-------- RECORDS TO PROCESS

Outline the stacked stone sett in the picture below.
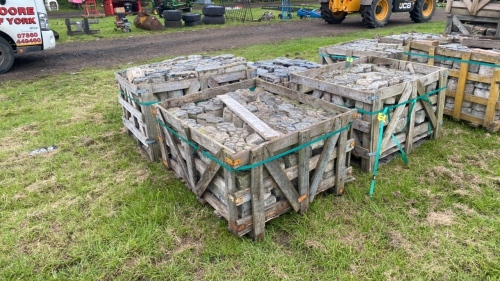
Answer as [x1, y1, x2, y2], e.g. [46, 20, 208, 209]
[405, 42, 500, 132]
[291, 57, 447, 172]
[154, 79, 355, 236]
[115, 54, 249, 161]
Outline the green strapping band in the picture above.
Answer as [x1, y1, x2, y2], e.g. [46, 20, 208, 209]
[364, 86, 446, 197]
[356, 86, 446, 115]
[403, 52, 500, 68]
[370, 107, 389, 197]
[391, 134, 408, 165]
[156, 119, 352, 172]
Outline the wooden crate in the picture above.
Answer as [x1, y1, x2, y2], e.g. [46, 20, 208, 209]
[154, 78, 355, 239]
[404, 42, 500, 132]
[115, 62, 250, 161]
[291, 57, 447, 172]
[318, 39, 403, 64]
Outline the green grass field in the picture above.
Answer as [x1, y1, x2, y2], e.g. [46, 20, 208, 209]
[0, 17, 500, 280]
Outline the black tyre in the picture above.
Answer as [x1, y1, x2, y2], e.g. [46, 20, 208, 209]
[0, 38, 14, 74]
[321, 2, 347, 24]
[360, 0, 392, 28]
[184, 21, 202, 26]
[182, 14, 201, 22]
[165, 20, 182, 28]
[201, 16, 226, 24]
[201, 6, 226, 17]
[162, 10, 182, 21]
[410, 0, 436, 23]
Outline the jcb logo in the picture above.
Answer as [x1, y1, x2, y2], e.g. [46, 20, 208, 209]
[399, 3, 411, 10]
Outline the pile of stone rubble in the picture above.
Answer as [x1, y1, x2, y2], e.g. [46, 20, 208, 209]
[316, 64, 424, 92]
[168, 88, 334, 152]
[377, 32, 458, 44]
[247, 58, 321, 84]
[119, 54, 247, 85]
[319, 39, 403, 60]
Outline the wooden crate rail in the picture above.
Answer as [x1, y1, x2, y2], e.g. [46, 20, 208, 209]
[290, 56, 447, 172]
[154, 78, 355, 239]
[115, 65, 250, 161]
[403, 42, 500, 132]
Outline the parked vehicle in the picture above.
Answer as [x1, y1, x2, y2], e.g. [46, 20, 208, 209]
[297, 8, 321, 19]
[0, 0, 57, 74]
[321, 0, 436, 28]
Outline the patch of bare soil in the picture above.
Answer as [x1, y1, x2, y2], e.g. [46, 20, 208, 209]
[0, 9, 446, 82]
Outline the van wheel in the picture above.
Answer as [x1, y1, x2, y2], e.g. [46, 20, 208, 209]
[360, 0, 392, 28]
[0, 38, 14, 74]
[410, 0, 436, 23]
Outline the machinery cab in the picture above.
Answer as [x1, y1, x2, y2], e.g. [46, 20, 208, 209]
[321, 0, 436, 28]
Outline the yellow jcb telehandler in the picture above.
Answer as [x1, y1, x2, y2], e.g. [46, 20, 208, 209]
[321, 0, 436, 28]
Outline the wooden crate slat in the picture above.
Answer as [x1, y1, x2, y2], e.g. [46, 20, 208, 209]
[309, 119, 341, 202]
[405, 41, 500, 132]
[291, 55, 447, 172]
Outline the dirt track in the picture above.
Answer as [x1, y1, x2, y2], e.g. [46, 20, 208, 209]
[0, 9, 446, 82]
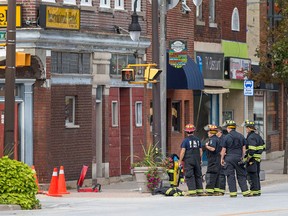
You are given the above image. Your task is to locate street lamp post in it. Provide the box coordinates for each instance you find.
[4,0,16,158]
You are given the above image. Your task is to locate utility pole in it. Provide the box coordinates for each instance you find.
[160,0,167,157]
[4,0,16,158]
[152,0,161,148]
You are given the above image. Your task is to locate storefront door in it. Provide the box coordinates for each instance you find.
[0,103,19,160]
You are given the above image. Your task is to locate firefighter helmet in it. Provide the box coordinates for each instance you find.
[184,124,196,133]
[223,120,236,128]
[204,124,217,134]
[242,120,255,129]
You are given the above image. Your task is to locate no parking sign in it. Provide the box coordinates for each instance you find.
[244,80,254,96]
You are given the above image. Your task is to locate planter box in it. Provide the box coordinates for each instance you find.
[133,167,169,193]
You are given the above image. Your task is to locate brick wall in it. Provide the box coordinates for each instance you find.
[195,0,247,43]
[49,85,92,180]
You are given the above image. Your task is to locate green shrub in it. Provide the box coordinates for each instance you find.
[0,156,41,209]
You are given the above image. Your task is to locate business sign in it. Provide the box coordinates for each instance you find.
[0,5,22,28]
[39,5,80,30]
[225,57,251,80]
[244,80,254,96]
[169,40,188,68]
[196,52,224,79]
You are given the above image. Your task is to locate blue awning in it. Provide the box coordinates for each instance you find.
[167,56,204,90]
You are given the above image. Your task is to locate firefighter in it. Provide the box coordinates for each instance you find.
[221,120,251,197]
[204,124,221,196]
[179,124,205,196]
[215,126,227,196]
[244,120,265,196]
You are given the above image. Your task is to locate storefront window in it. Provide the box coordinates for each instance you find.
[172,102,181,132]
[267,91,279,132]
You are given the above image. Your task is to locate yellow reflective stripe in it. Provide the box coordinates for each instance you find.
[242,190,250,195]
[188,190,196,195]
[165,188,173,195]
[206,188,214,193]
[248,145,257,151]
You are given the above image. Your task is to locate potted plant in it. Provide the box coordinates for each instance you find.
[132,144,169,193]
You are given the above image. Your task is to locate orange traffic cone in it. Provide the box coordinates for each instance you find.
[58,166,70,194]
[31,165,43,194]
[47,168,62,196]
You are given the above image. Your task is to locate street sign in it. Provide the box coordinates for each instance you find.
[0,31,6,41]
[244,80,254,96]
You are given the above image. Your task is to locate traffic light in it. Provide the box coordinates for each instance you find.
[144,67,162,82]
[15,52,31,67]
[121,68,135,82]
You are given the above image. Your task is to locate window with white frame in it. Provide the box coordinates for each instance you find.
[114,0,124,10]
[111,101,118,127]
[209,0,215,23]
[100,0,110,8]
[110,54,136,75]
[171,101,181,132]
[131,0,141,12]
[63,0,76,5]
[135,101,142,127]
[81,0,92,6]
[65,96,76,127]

----------------

→ WORK REQUIRED
Copy out every line of the records above without any changes, and leave the pictures out of your answer.

→ SOLUTION TO THE EXERCISE
Outline the stacked stone sett in the picture below.
Answer as [x1, y1, x2, y2], e.g. [46, 20, 208, 209]
[405, 42, 500, 132]
[291, 57, 447, 172]
[154, 79, 355, 236]
[115, 54, 249, 161]
Outline the green strapping band in the picture above.
Answer as [x1, y1, x2, y2], e.g. [46, 20, 208, 209]
[364, 86, 446, 197]
[356, 86, 446, 115]
[403, 52, 500, 68]
[370, 107, 389, 197]
[391, 134, 408, 165]
[156, 119, 352, 172]
Outline the wooden crate in the picture above.
Answer as [x1, y1, x2, y2], e.g. [46, 20, 208, 209]
[154, 78, 355, 239]
[404, 42, 500, 132]
[115, 62, 250, 161]
[291, 57, 447, 172]
[318, 39, 403, 64]
Outline the green grass field in the picture above.
Answer as [x1, y1, x2, y2], e.g. [46, 20, 208, 209]
[0, 17, 500, 280]
Outline the black tyre in the picture above.
Answer as [x1, y1, x2, y2], e.g. [46, 20, 208, 209]
[0, 38, 14, 74]
[321, 2, 347, 24]
[360, 0, 392, 28]
[184, 21, 202, 26]
[182, 14, 201, 22]
[165, 20, 182, 28]
[201, 16, 226, 24]
[201, 6, 226, 17]
[162, 10, 182, 21]
[410, 0, 436, 23]
Outline the jcb logo in the picture above.
Answer as [x1, y1, x2, y2], e.g. [46, 20, 208, 209]
[399, 3, 411, 10]
Outline the pile of stone rubble in the picture above.
Answer as [x1, y1, x2, y2], e.g. [46, 20, 208, 209]
[316, 64, 424, 92]
[168, 88, 334, 152]
[377, 32, 458, 44]
[247, 58, 321, 84]
[119, 54, 247, 85]
[319, 39, 403, 60]
Outline the wooden crate rail in the picture above.
Answer as [x1, y1, x2, y2], e.g. [46, 20, 208, 209]
[290, 56, 447, 172]
[154, 78, 355, 239]
[115, 65, 250, 161]
[403, 42, 500, 132]
Outline the parked vehicle in the picture above.
Answer as [x1, y1, x2, y2], e.g. [46, 20, 208, 209]
[297, 8, 321, 19]
[0, 0, 57, 74]
[321, 0, 436, 28]
Outline the patch of bare soil in the picture above.
Answer as [x1, y1, x2, y2], e.g. [46, 20, 208, 209]
[0, 9, 446, 82]
Outline the van wheel in the picture above.
Answer as [x1, y1, x2, y2], e.g. [46, 20, 208, 209]
[360, 0, 392, 28]
[0, 38, 14, 74]
[410, 0, 436, 23]
Outline the machinery cab in the picture above.
Answer as [x1, y1, x2, y2], e.g. [46, 20, 208, 209]
[321, 0, 436, 28]
Outline the yellow jcb telehandler in the picture above.
Answer as [x1, y1, x2, y2], e.g. [46, 20, 208, 209]
[321, 0, 436, 28]
Outline the wooden crate slat in the picture above.
Answer as [x1, y1, x2, y2], e.g. [46, 20, 208, 209]
[309, 119, 341, 202]
[405, 41, 500, 132]
[291, 55, 447, 172]
Outline the dirt track in the picture above.
Answer as [x1, y1, x2, y2], e.g. [46, 20, 208, 209]
[0, 9, 446, 82]
You are given the above image. Your task is to locate street lamp post in it. Provide the box coordinates for each instance you find.
[4,0,16,158]
You are given the above image. Your task is to locate utility pole in it. Provide the box coordinates for each instance you find.
[160,0,167,157]
[4,0,16,158]
[152,0,161,148]
You are given the above image. Your task is to locate storefront door in it. Provide the box coordinates for each instance you find.
[0,103,19,160]
You are given the above image. Your task is to locate firefighter helmet in it. Provide the box coordinates for each instance you find.
[184,124,196,133]
[223,120,236,128]
[204,124,217,134]
[242,120,255,129]
You are given the above image. Your task is to locate no parking sign in it. Provide the box coordinates for each instance you find.
[244,80,254,96]
You are given the above image. Your task is to locate planter box in it. Provide the box coordinates for each instance you find.
[133,167,169,193]
You are given the above image. Your task is to locate brick wall in it. Provide the box coordinates for each instance you find.
[195,0,247,43]
[49,85,92,180]
You are given the above image. Your task is to locate green shrub in it. Provide the box coordinates for each instance you find.
[0,156,41,209]
You are given the above image. Your task is to locate business sign in it. Provide the box coordinates for each instance you find.
[0,5,22,28]
[39,5,80,30]
[225,57,251,80]
[244,80,254,96]
[169,40,188,68]
[196,52,224,79]
You are given the above image. Your task is to locate blue awning in it. Provide the box coordinates for each instance you find.
[167,56,204,90]
You are given the above image. Your task is to locate firefighter in it. Provide the box coordinates for each instance you find.
[221,120,251,197]
[204,124,221,196]
[179,124,205,196]
[215,126,227,196]
[244,120,265,196]
You are given the above image. Your task is to locate storefront window in it. Provide the box coordinates for each instance you find.
[172,102,181,132]
[267,91,279,132]
You are given the above image. Your task is to locate yellow reflective stripe in it. Provide the box coordinates for each instance you find.
[242,190,250,195]
[188,190,196,195]
[165,188,173,195]
[206,188,214,193]
[248,145,257,151]
You are given the above image. Your task is to locate potted plant in it. Provide the box coordinates for each instance you find.
[132,144,169,193]
You are given the above image. Your task is to locate orange traffic cone in it. Provide the box coordinates for each instance you find.
[58,166,70,194]
[31,165,43,194]
[47,168,62,196]
You are given the above image. Your task is to locate street sign in it. Provide the box coordinates for each instance you find.
[0,31,6,41]
[244,80,254,96]
You are given the above image. Your task is to locate traffic light in it. Provide the box coordinates for each instance you find.
[144,67,162,82]
[15,52,31,67]
[121,68,135,82]
You are given the above image. Your task is to locate window with white frame in it. Provide the box coordinates for each instance you find.
[114,0,124,10]
[111,101,118,127]
[209,0,215,23]
[100,0,110,8]
[110,54,136,75]
[171,101,181,132]
[131,0,141,12]
[63,0,76,5]
[135,101,142,127]
[81,0,92,6]
[65,96,76,127]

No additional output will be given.